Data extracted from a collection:
┌──

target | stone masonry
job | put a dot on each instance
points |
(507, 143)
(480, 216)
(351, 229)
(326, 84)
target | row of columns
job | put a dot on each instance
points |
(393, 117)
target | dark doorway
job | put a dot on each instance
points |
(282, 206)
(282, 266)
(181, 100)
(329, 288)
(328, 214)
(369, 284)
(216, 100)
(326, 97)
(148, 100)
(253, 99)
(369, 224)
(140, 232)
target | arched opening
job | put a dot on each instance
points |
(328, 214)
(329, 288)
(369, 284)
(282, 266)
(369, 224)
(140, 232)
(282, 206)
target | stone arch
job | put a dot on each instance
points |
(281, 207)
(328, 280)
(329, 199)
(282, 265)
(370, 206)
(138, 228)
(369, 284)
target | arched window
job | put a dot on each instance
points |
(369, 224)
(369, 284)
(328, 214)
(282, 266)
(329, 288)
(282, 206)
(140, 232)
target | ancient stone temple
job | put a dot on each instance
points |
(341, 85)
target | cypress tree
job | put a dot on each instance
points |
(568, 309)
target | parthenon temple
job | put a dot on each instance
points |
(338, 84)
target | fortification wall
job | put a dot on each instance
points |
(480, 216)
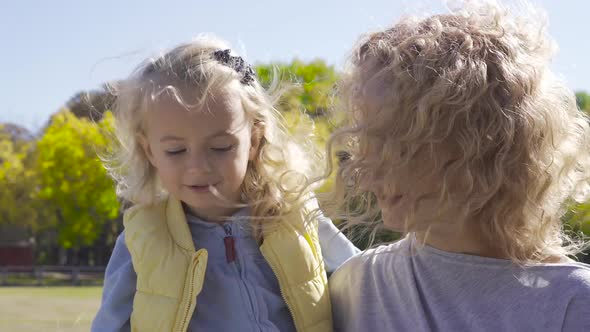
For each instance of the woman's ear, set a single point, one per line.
(256, 139)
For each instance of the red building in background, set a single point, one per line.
(16, 247)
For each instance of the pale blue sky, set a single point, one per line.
(53, 49)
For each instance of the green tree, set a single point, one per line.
(583, 100)
(17, 179)
(72, 180)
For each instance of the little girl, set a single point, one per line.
(221, 237)
(472, 149)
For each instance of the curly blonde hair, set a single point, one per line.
(475, 82)
(275, 181)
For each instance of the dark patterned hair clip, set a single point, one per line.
(236, 63)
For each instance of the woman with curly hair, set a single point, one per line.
(462, 138)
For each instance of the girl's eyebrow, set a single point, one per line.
(214, 135)
(171, 138)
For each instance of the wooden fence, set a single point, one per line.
(48, 275)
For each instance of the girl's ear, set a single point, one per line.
(256, 138)
(145, 146)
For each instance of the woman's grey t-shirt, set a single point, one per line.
(401, 287)
(243, 295)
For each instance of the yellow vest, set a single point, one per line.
(170, 272)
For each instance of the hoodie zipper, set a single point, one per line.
(230, 245)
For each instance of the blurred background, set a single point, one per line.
(59, 216)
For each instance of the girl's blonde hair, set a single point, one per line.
(275, 181)
(475, 82)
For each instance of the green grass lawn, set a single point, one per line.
(41, 309)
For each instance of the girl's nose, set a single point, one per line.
(200, 163)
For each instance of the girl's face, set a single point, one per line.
(201, 155)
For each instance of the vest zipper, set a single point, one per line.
(298, 325)
(186, 318)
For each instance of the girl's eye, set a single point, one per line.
(175, 152)
(223, 149)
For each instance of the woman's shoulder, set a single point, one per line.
(368, 263)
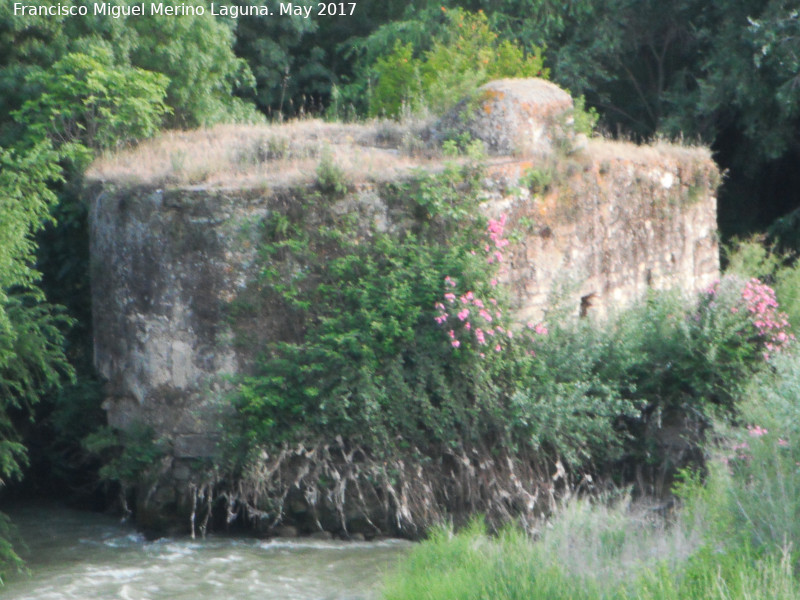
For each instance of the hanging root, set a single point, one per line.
(340, 484)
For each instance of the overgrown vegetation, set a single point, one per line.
(398, 377)
(732, 534)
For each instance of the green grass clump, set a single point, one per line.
(623, 559)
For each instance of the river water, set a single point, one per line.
(73, 554)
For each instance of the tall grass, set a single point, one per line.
(732, 537)
(590, 552)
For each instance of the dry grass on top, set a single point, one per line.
(251, 155)
(600, 149)
(243, 156)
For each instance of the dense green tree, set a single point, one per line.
(32, 360)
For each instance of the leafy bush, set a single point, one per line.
(589, 552)
(371, 363)
(761, 455)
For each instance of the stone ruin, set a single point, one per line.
(601, 221)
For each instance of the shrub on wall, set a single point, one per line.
(397, 368)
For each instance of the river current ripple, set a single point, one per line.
(72, 554)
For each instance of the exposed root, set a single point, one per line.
(341, 487)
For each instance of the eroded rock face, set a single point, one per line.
(519, 117)
(606, 224)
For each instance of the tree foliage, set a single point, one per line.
(32, 359)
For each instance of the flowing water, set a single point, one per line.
(82, 555)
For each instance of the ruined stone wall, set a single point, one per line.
(175, 232)
(166, 263)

└──

Set problem:
Rewrite all of the items above, switching "each instance" to "every occurrence" wherever it appears and changing nothing else. Leave the pictures out of your answer.

Result for this task:
target | stone masonry
job | put a dot on every occurrence
points |
(507, 143)
(480, 216)
(351, 229)
(326, 84)
target | row of columns
job | put a dot on every occurrence
points |
(393, 117)
target | dark doorway
job | put a dot on every occurrence
points |
(282, 206)
(282, 266)
(181, 100)
(329, 288)
(328, 214)
(369, 284)
(216, 100)
(326, 97)
(148, 100)
(253, 99)
(369, 224)
(140, 232)
target | arched opening
job | put a dot on every occurrence
points |
(328, 214)
(329, 288)
(369, 284)
(282, 266)
(369, 224)
(140, 232)
(282, 206)
target | stone arch
job | put a dot on every occurrence
points |
(281, 207)
(328, 280)
(329, 199)
(282, 265)
(370, 206)
(138, 228)
(369, 284)
target | arched window
job | put a dot on every occurrence
points |
(369, 224)
(369, 284)
(328, 214)
(282, 266)
(329, 288)
(282, 206)
(140, 232)
target | ancient stone temple
job | put a dot on every occurrence
points |
(341, 85)
target | cypress tree
job | put a dot on every occurrence
points |
(568, 309)
target | parthenon temple
job | put a dot on every occurrence
points |
(338, 84)
target | fortification wall
job | put a dot on every occurrence
points |
(480, 216)
For every occurrence of the woman's ear, set a single point, one per line.
(256, 139)
For every occurrence of the red building in background, set a single point, one per line.
(16, 247)
For every occurrence of the pale blue sky, set a single point, one per line.
(53, 49)
For every occurrence of the green tree, set a single point, one per line.
(583, 100)
(17, 179)
(72, 180)
For every occurrence of the little girl, set a single point, one per line.
(221, 237)
(472, 149)
For every occurrence of the curly blonde hair, set a single point, one per line.
(475, 82)
(275, 181)
For every occurrence of the dark patterned hair clip, set a single point, one per line.
(236, 63)
For every occurrence of the woman with curly hair, set a single point, one per line.
(462, 138)
For every occurrence of the girl's eyebrow, set a single point, one per line.
(214, 135)
(171, 138)
For every occurrence of the wooden fence, set a single point, one per line.
(48, 275)
For every occurrence of the girl's ear, set a single point, one per line.
(256, 138)
(145, 146)
For every occurrence of the woman's grey t-shirt, set a single point, one per line.
(401, 287)
(243, 295)
For every occurrence of the yellow vest, set a single point, one per line.
(170, 272)
For every occurrence of the hoodie zipper, set a single point, one per line.
(230, 245)
For every occurrence of the blurred background, set a single point, one per line.
(59, 216)
For every occurrence of the girl's blonde hair, set a single point, one per line.
(275, 181)
(475, 82)
For every occurrence of the green grass lawn, set a single point, one per line.
(41, 309)
For every occurrence of the girl's nose, set a single point, one per line.
(200, 163)
For every occurrence of the girl's face, set a single point, one per line.
(201, 155)
For every occurrence of the vest zipper, set a single point, one per line.
(298, 325)
(186, 318)
For every occurrence of the girl's eye, set a single point, one per line.
(175, 152)
(223, 149)
For every occurrence of the woman's shoulder, set a single point, one per line.
(368, 263)
For every occurrence of the hanging root, set a single point, one per line.
(340, 484)
For every occurrence of the overgrown vegetation, set a single point, one per line.
(398, 377)
(732, 534)
For every occurrence of the green grass clump, set a single point, one per line.
(623, 559)
For every occurrence of the river water, set a single point, one per line.
(73, 554)
For every occurrence of the tall grass, set a single point, one per line.
(732, 537)
(590, 552)
For every occurrence of the dry grass on top, set a single point, one per line.
(251, 155)
(600, 149)
(243, 156)
For every occurrence of the dense green tree, set a single point, one per line.
(32, 360)
For every occurrence of the leafy bush, set a single point, one per line.
(589, 552)
(371, 363)
(761, 455)
For every occurrence of the stone ruin, set a single point, one per line.
(601, 221)
For every occurrence of the shrub on wall, set a single point, one per line.
(397, 368)
For every occurrence of the river current ripple, set a single point, one per line.
(72, 554)
For every occurrence of the exposed root, set a single point, one per line.
(341, 487)
For every occurrence of the eroded rock face, set a single point, one per line.
(519, 117)
(606, 224)
For every occurrence of the tree foliage, set a single point, one per line.
(32, 359)
For every occurrence of the flowing water, set a single point, one per line.
(82, 555)
For every occurrence of the ruined stone wall, set a single point, one per line.
(175, 232)
(166, 263)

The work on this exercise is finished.